> _To do_
Rewrite the records from the line containing "I'd appreciate your help finding the wristband" through the line containing "[0,0,1300,374]", putting "corners" wherever "coordinates" appears and changing nothing else. Return only those lines.
>> BEGIN
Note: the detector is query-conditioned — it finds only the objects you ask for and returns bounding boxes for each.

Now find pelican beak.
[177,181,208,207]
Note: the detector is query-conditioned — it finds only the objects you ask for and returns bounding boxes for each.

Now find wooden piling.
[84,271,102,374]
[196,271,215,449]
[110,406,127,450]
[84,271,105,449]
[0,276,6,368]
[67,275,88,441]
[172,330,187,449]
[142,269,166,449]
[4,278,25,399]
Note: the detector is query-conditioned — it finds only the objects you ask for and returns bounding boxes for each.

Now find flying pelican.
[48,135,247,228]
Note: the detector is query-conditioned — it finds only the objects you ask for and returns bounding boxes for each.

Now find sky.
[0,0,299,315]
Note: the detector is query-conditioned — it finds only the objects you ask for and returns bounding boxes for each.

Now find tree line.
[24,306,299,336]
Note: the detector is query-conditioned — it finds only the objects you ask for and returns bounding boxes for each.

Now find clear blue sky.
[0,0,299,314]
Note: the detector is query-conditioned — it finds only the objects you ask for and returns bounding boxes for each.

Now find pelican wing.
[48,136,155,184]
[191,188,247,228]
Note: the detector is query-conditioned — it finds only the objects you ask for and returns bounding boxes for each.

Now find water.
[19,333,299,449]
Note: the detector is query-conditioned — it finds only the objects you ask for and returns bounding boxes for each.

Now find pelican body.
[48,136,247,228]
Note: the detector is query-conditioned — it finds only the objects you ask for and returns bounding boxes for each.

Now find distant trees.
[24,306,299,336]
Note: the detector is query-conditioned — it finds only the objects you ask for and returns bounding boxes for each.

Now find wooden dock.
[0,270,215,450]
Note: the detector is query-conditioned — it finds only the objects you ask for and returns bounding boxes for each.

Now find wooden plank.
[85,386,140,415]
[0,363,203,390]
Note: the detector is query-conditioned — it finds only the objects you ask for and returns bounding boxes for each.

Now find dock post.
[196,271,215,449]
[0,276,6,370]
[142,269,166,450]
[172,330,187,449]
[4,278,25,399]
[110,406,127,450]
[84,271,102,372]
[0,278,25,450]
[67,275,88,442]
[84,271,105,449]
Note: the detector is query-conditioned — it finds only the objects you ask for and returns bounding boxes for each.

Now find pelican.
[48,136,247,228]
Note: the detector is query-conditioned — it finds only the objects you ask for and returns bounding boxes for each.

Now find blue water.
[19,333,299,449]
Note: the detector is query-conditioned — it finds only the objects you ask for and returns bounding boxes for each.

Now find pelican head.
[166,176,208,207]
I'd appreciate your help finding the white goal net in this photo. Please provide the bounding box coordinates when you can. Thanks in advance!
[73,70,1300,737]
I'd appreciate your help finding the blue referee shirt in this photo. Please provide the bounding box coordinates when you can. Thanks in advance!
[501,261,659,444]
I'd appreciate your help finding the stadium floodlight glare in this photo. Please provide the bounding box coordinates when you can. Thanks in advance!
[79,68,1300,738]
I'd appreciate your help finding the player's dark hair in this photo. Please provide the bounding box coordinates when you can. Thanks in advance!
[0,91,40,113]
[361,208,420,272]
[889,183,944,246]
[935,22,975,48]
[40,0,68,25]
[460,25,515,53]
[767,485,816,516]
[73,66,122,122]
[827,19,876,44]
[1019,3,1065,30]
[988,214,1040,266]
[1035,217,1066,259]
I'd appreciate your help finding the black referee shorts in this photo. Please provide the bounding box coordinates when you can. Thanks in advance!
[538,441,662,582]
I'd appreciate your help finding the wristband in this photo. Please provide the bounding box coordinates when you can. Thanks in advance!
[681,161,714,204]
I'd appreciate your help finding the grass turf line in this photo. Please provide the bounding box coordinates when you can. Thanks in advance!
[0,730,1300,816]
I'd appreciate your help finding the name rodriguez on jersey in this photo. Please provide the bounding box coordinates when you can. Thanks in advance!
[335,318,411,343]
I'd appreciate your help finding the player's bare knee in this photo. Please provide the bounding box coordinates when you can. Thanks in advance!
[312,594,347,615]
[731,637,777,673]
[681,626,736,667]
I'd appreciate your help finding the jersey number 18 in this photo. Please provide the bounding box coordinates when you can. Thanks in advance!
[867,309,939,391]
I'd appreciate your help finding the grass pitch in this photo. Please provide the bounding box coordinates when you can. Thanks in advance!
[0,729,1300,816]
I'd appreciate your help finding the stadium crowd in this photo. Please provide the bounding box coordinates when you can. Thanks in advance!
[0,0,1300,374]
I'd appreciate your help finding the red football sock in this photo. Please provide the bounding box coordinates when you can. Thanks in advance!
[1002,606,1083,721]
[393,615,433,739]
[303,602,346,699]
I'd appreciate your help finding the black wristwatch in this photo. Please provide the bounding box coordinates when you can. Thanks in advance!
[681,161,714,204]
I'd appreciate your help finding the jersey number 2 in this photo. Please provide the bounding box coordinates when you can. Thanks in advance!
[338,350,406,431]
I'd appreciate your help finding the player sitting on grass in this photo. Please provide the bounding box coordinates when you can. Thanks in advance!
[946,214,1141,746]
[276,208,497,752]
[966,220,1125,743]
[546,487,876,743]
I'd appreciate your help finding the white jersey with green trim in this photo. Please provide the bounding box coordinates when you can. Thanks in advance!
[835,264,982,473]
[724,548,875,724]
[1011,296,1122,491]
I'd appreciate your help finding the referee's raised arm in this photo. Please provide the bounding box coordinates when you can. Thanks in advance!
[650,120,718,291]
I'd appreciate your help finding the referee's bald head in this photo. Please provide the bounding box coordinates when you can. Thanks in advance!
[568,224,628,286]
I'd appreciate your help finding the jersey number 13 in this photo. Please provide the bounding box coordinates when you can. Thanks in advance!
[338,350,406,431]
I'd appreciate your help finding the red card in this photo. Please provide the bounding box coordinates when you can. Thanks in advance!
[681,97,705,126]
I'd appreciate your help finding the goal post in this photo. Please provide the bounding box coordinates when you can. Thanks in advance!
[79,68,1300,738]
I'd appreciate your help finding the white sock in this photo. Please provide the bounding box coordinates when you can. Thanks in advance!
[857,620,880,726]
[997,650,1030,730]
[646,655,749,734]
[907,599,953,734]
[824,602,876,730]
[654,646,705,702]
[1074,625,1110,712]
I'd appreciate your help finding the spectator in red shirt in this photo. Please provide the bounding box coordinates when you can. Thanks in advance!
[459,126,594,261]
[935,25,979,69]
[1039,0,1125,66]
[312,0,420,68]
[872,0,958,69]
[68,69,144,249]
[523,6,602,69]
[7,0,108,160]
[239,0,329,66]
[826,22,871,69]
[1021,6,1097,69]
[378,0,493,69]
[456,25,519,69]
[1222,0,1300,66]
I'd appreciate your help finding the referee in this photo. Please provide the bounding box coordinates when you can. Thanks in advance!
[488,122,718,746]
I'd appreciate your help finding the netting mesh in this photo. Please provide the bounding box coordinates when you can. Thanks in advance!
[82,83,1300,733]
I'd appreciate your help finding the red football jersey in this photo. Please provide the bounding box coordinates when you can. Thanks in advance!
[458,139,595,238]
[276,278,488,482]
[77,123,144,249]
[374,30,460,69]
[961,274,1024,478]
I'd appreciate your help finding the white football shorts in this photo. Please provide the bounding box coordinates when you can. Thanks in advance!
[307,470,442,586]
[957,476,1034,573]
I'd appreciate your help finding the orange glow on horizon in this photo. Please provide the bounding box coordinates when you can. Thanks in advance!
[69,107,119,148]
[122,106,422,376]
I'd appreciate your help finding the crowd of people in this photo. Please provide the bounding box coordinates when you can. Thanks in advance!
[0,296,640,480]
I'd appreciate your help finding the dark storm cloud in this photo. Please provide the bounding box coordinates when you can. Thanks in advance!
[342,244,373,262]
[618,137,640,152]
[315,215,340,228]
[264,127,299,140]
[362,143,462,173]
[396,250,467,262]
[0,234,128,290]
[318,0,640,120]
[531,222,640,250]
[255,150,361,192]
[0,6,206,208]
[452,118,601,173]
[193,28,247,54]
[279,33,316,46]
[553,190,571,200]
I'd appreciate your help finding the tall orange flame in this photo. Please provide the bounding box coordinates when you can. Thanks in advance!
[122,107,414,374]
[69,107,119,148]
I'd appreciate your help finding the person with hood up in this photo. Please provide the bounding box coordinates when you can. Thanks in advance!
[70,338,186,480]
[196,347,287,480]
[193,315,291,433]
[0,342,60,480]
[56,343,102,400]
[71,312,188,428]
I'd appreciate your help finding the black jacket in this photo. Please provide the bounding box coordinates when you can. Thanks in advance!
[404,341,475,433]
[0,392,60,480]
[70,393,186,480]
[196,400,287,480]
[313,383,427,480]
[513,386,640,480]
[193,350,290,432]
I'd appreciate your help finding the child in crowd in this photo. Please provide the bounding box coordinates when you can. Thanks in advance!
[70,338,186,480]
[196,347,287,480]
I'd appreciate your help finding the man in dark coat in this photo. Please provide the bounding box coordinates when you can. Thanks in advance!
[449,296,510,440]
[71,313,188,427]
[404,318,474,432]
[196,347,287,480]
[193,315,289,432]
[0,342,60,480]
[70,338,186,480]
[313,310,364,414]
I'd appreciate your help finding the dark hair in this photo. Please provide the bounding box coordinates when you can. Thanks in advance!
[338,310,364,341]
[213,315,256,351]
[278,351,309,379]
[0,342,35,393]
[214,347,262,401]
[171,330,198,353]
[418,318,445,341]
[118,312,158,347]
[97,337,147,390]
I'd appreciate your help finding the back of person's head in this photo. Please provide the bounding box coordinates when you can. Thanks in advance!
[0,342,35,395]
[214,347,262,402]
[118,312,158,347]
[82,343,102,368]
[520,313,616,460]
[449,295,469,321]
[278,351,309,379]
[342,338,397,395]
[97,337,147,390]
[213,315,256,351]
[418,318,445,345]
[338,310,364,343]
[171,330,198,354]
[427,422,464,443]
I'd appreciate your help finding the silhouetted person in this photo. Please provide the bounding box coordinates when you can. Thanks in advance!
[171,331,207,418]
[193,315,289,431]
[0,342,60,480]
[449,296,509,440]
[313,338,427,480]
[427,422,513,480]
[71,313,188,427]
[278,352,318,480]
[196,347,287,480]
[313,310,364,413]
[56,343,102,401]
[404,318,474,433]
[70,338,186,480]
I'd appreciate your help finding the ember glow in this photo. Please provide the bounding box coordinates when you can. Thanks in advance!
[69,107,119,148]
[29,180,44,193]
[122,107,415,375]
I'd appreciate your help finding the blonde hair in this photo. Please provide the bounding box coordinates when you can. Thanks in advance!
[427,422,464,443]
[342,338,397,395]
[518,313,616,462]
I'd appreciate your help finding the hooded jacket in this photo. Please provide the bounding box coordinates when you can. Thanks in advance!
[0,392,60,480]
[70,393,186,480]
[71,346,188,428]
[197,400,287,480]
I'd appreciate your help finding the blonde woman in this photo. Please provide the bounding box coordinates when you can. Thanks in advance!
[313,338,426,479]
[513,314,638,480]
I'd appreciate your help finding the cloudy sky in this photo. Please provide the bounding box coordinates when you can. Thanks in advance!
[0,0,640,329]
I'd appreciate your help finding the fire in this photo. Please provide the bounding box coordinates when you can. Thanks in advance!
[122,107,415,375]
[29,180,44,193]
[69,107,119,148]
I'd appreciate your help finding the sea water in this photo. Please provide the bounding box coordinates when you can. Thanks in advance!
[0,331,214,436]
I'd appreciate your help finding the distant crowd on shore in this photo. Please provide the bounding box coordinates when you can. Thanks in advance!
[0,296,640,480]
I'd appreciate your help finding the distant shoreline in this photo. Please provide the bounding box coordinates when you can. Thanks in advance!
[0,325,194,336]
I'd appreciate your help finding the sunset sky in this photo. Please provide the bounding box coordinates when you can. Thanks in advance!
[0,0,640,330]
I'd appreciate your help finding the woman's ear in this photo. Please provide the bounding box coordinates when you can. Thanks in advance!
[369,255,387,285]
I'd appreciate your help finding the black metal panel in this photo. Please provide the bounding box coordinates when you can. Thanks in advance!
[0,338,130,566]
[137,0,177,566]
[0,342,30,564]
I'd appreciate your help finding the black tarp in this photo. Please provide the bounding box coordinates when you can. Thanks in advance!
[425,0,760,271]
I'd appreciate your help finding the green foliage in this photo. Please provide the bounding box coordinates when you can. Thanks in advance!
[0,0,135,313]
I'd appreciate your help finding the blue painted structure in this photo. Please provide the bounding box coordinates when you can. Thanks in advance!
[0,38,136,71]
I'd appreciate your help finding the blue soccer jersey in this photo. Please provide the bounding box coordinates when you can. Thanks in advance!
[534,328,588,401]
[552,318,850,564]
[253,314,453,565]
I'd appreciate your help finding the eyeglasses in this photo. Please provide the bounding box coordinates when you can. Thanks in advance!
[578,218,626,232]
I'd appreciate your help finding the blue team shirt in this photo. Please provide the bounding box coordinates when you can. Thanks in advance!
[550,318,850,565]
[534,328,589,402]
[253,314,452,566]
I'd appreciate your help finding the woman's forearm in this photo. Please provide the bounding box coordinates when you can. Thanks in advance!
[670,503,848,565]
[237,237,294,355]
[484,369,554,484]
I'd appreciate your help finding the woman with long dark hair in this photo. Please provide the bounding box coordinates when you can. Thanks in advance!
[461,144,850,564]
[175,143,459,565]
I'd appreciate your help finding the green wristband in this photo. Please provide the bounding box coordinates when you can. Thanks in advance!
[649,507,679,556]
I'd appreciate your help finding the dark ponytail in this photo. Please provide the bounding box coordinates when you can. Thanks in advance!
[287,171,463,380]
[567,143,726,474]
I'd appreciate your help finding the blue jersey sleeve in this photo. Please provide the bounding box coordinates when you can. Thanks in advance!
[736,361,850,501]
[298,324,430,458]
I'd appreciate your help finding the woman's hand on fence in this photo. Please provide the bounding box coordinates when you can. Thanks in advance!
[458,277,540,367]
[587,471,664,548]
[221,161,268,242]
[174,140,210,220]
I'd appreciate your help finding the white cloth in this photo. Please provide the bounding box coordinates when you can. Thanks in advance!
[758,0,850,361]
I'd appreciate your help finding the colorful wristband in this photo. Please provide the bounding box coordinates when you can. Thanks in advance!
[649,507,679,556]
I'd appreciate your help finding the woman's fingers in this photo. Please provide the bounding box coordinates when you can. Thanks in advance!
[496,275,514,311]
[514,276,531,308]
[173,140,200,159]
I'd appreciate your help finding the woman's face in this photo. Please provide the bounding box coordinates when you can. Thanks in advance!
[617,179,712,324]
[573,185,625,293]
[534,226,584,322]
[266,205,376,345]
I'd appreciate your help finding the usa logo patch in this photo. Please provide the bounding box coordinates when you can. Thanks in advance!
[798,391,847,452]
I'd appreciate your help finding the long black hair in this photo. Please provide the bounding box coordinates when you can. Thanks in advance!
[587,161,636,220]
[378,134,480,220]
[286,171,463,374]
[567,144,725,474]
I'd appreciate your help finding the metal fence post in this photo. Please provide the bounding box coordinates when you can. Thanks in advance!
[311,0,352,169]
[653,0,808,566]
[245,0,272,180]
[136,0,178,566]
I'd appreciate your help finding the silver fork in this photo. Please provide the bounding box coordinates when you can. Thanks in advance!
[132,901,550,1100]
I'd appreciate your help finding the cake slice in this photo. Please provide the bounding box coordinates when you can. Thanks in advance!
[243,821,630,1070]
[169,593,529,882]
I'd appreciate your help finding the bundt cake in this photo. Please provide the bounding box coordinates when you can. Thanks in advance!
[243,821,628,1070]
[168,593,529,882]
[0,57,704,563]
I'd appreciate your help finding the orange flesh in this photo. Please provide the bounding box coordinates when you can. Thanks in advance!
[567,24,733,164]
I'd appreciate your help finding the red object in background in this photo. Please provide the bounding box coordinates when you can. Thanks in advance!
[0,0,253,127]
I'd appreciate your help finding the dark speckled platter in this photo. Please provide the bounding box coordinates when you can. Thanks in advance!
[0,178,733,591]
>> END
> _Exercise response_
I'd appreciate your help finding the wristband in this photo. Please provide the bounding box corners when you can. Thanks in advance!
[681,161,714,204]
I'd appreciate your help finding the grass turf line in this photo. Please provide the bounding box corners when you can. Thanks in advance!
[0,730,1300,816]
I'd appreciate your help finding the name rodriguez on jersey in this photo. Please provide the bounding box corners when you can. Thanks in advance!
[335,318,411,343]
I'd appreciate your help finding the player's bare knee in this photo. Please provide the bounding box corners when you can. Thanks in advance!
[312,594,347,615]
[731,637,777,673]
[681,626,736,667]
I'd appreciate your help finding the jersey number 18 in this photo. Please provide the bounding box corners when you can. Thanks in advance!
[867,309,939,391]
I'd appreciate your help finding the grass pitch in this photo. Please provide the bounding box corners when you can. Thanks in advance!
[0,729,1300,816]
I'd appreciate your help finding the stadium crowd in this photo. Please provide the bounding box corners when you can. Thanks in advance!
[0,0,1300,374]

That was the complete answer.